◆ **Document excerpt**:
------
Cryptocurrency is digital money. The most important difference between traditional money transactions and cryptocurrency transactions is that cryptocurrencies eliminate banks. The cryptocurrency itself becomes its own bank. One other thing it is necessary to know is that a "blockchain" is the encrypted record of a set of transactions, equivalent to a ledger in traditional accounting.
I know next to nothing about cryptocurrencies. I do not have a licence to provide advice about them and a jolly good thing too considering the depth of my ignorance. Therefore please do not take anything I write as advice. I do not want a rap over the knuckles or worse from the regulators and I do not want to be sued. All I want is to put my auditor's hat on and ask some questions.
What is the product?
Products come in two forms, goods and services. I feel comfortable in eliminating goods as a product. I have never heard of a cryptocurrency offering bread for sale or mattresses or Mediterranean cruises or any other tangible product. Therefore it must be a service and that service must be so valuable that a single bitcoin (for example) can be worth thousands of dollars in the marketplace. What could this income-generating service be? Cryptocurrencies do provide a transaction service which is said to be safe and secure. This might well be true. (The auditor in me says "verify"). Even if it is true, the transaction fees I have seen quoted are trivial and much smaller than the fees charged by banks. At this stage of my learning process it is not possible for me to believe that such negligible fees could cover costs, much less generate enough income to make cryptocurrencies so valuable. In fact cryptocurrencies themselves do not make such a claim.
------
◆ **Supplied data**:
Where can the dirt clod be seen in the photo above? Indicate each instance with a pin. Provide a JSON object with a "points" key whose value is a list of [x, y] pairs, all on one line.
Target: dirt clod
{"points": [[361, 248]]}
------
◆ **Task instructions**:
a) According to the cryptocurrency text, what is a blockchain equivalent to in traditional accounting?
b) Write out the part of the cryptocurrency text starting at "I know next" and ending at "ask some questions.".

◆ **Responses by task**:
a) A ledger.

b)
I know next to nothing about cryptocurrencies. I do not have a licence to provide advice about them and a jolly good thing too considering the depth of my ignorance. Therefore please do not take anything I write as advice. I do not want a rap over the knuckles or worse from the regulators and I do not want to be sued. All I want is to put my auditor's hat on and ask some questions.